● **Bloco de texto**:
■ ■ ■ ■ ■ ■ ■

Por Nilza Vaz Guimarães
Fotos: Nilza Vaz Guimarães
O carreteiro Gilvaldo Almeida Sampaio, 52 anos, nascido em Ipirá, interior da Bahia, há 32 anos nas estradas transportando cargas diversas entre o Norte e Nordeste do País, afirma ser uma pessoa com muita fé, do tipo que “entrega tudo da terra e do céu para Deus”. Católico, afirma que vai à missa de domingo sempre que pode, acompanhado de sua mãe, esposa e filhos. Em outras ocasiões, assiste pela televisão. Porém, por ser uma pessoa de muita fé, diz que sempre ao entrar em seu caminhão – antes de seguir viagem – pede a Deus guiá-lo e trazê-lo de volta para casa. “Tem muito ladrão e gente ruim por todos os lados, então temos de pedir proteção”, comenta.
Devoto de São Cristóvão, admite ter fé em todos os santos, mas gosta mais do santo protetor dos motoristas, cujo dia é comemorado em 25 de julho. “Carrego sempre comigo a imagem dele, pois antes mesmo de ser carreteiro eu já rezava para ele e até hoje sigo o seu caminho de luz”. Gilvaldo Almeida confessa já ter cumprido promessas na cidade de Bom Jesus da Lapa, onde as pessoas entregam suas oferendas e fazem suas devoções. “Toda vez que alcanço uma graça, compro uma imagem de São Cristóvão e deixo no santuário”.

■ ■ ■ ■ ■ ■ ■

● **Tarefa A**: Informe todas as linhas das entradas abaixo que contêm a palavra "bare", diferenciando maiúsculas de minúsculas.
O texto acima e as entradas a seguir não têm nenhuma relação entre si.

■ ■ ■ ■ ■ ■ ■

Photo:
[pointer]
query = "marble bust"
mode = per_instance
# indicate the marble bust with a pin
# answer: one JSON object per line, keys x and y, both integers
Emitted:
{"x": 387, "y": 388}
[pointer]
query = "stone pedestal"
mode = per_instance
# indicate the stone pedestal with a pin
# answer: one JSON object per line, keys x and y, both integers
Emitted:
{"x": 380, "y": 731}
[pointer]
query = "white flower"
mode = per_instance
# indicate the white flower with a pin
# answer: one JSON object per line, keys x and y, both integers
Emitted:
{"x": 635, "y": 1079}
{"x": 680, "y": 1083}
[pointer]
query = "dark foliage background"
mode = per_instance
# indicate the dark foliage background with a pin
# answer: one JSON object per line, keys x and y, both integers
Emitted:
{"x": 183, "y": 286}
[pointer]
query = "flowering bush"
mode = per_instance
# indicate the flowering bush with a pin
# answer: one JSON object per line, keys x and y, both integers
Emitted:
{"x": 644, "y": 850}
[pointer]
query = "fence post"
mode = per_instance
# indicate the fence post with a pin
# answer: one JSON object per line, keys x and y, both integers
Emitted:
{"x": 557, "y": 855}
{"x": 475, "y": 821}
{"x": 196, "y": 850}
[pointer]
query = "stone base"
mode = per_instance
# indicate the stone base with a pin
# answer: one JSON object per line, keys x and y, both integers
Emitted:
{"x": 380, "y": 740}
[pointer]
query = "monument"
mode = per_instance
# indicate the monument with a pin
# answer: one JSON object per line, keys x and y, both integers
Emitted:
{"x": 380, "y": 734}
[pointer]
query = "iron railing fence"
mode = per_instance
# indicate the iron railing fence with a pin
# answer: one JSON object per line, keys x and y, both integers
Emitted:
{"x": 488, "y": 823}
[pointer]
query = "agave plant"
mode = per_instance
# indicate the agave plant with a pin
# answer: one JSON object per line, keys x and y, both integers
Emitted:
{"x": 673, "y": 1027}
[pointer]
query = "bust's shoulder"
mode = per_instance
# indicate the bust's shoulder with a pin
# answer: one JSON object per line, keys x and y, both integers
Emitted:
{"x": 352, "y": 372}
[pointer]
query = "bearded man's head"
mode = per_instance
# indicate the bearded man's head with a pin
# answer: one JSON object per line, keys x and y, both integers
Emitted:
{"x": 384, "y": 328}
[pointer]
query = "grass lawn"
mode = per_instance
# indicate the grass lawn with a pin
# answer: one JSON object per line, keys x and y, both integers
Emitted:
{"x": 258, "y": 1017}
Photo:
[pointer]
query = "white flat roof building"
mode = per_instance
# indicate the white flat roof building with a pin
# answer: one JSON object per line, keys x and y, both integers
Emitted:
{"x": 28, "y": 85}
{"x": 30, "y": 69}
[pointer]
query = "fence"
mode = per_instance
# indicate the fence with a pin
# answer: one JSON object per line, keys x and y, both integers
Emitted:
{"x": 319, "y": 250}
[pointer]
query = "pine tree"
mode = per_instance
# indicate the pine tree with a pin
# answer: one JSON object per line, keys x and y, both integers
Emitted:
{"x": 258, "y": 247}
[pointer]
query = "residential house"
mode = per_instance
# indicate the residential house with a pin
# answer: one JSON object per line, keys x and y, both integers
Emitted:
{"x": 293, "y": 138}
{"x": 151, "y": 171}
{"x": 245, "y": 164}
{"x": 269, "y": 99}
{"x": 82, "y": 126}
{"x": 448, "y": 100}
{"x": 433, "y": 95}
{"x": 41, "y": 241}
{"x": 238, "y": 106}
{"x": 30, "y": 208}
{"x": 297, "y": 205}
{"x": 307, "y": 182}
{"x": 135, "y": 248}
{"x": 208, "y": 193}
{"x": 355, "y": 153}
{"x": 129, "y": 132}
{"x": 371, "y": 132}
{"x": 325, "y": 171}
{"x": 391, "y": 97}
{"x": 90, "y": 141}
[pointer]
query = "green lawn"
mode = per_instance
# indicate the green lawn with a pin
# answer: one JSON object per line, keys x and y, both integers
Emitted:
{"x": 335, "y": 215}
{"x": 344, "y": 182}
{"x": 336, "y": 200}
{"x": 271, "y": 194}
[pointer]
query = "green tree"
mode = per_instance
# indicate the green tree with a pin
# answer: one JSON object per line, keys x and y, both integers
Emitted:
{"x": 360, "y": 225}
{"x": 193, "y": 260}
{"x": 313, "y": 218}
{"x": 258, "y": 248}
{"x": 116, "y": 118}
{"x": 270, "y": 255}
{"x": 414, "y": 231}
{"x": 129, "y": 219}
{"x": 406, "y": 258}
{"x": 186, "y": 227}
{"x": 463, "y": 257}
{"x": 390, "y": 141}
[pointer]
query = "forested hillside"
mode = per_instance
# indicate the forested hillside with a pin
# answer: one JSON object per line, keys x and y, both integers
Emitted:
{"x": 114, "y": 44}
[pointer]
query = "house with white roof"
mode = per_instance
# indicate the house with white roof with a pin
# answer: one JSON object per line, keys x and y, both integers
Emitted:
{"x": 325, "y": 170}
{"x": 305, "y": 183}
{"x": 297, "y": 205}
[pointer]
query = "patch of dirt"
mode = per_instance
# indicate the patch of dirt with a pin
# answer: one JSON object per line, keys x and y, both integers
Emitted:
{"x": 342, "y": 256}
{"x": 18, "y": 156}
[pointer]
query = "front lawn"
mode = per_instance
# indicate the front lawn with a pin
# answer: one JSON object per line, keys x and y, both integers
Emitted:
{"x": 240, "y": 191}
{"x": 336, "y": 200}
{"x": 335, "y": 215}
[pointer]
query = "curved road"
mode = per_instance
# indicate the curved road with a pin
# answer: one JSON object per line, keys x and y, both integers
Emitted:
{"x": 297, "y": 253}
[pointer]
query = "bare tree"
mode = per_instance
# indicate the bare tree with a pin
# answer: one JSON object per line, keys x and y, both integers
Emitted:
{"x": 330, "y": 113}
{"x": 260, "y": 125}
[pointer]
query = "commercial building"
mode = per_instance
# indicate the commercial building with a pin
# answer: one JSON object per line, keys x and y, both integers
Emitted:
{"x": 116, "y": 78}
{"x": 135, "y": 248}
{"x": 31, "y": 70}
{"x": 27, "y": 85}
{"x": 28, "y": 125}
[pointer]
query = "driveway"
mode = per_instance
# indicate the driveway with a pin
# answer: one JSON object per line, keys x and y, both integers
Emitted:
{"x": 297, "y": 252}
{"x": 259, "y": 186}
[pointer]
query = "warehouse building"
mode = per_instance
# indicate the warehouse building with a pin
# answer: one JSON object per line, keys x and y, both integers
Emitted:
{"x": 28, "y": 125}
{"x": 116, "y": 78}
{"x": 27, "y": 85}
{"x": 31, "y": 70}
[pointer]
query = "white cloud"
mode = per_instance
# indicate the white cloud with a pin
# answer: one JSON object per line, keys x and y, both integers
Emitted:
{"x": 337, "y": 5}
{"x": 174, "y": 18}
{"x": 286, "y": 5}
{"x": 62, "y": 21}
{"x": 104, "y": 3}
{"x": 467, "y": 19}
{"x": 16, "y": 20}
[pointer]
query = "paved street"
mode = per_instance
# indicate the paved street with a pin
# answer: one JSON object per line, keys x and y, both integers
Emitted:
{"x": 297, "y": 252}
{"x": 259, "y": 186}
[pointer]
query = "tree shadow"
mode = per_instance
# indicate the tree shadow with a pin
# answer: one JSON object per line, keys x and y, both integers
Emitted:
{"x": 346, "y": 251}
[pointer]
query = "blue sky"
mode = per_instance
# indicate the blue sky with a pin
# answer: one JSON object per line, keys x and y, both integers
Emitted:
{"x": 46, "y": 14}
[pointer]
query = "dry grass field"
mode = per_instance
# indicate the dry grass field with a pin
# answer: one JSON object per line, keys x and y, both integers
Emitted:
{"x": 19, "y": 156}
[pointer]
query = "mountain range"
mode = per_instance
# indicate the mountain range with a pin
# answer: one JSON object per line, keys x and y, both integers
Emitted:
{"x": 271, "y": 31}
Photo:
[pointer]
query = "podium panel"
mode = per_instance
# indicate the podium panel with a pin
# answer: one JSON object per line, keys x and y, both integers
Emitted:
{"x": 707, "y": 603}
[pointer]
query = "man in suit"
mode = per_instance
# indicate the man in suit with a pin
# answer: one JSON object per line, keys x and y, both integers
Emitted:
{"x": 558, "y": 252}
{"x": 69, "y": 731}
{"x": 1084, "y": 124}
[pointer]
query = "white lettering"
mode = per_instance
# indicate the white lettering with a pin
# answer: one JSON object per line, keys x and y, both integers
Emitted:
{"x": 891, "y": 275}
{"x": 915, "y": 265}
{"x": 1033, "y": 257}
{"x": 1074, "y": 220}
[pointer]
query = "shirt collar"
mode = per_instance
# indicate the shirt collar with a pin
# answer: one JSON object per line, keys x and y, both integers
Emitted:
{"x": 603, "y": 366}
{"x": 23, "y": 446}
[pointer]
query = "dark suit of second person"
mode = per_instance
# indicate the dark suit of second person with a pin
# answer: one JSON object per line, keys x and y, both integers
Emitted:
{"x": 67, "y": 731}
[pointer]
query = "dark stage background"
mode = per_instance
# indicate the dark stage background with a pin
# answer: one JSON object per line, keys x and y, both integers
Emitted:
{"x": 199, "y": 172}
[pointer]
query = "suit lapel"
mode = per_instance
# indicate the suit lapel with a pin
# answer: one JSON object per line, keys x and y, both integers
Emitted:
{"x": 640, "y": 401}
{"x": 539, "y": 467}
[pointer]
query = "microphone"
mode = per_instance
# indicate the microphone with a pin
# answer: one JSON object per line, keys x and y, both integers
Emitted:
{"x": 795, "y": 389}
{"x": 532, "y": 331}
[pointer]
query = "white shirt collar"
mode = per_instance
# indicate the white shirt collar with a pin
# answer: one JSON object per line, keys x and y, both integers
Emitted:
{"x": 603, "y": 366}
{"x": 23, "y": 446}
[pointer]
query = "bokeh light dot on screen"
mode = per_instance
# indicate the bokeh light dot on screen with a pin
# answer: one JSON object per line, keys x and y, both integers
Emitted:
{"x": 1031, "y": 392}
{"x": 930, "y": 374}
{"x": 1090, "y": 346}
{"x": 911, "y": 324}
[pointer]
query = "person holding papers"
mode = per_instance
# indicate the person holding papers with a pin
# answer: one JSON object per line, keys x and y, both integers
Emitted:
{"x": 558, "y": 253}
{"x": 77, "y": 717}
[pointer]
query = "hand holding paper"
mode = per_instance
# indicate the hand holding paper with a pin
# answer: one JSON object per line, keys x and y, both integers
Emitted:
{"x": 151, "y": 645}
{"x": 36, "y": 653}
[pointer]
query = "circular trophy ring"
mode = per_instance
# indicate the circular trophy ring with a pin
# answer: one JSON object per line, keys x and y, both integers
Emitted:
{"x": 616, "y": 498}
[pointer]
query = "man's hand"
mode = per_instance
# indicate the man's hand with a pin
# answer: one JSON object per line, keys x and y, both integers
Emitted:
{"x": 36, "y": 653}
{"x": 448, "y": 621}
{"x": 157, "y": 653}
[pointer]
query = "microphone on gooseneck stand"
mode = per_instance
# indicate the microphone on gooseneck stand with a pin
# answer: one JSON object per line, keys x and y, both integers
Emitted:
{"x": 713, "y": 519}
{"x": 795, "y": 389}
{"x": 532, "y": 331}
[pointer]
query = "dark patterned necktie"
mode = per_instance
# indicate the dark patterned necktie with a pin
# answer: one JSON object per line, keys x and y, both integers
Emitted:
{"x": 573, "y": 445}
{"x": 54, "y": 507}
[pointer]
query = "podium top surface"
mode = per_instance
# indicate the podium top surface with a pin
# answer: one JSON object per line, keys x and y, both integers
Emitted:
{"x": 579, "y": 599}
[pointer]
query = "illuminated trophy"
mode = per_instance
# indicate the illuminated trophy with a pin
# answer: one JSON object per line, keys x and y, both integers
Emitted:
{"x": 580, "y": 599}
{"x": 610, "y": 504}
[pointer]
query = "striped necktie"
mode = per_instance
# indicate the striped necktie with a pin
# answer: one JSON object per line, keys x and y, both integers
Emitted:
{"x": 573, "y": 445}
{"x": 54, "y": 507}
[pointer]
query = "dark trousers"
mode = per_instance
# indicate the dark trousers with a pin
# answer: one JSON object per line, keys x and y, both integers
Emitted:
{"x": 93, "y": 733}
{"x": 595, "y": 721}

■ ■ ■ ■ ■ ■ ■

● **Tarefa B**: Escreva a continuação do texto sobre a devoção do carreteiro, começando logo depois da última frase apresentada.

● **Resposta da tarefa A**:
query = "bare tree"
# indicate the bare tree with a pin

● **Resposta da tarefa B**:
Vítima de assaltos por duas vezes – na primeira roubaram-lhe a carga e na segunda, a carga e o caminhão-, Sampaio fez uma promessa a Deus e São Cristóvão e diz ter recebido um milagre. “Pedi ajuda com muita fé e depois de oito dias comprei um caminhão novo. Sou muito feliz por isso”, comemora. Outro milagre que acredita ter recebido foi a breve recuperação de sua mãe, de 96 anos, que já não andava mais. Em três meses ela se recuperou e ele foi cumprir sua promessa em Bom Jesus da Lapa.
Porém, para o carreteiro, milagre mesmo é poder acordar todos os dias, falando, enxergando e andando. Em época de finados, Sampaio costuma comprar velas e acendê-las nos locais das estradas onde seus amigos de profissão morreram trabalhando, pois acredita que algum dia, alguém também lembrará dele. E, mesmo não conhecendo muito bem a história de São Cristóvão, afirma que quando pode participa de festas em homenagem ao seu padroeiro. Apesar de ter a oração do santo protetor dos motoristas na ponta da língua, admite nunca ter participado de carreata em homenagem a ele, mas garante que quando há oportunidade participa de uma festa em São Cristóvão, no Ceará, além de outras. “Festa com buzina e zoada não é para mim, prefiro ir à igreja no dia do santo e pedir para o padre benzer a chave de meu caminhão. Desta forma fico menos preocupado”.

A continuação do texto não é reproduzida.